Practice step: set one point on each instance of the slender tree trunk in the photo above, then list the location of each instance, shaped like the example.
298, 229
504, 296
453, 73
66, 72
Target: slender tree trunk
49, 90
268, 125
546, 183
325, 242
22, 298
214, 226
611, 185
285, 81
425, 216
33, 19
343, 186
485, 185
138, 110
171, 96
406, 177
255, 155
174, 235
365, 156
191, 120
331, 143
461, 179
* * * * * * * * *
• Required action: Word for word, write out every record.

• Response below:
Practice step: set one point on each instance of the slender tree trunk in the photo above, then list the location of each instance, shaped like the example.
298, 229
504, 296
453, 73
66, 72
Target: slender tree trunk
49, 90
268, 125
546, 183
325, 242
22, 298
214, 226
611, 185
285, 81
425, 216
33, 19
343, 186
485, 185
138, 110
171, 96
406, 177
255, 155
174, 235
365, 156
191, 120
331, 143
461, 179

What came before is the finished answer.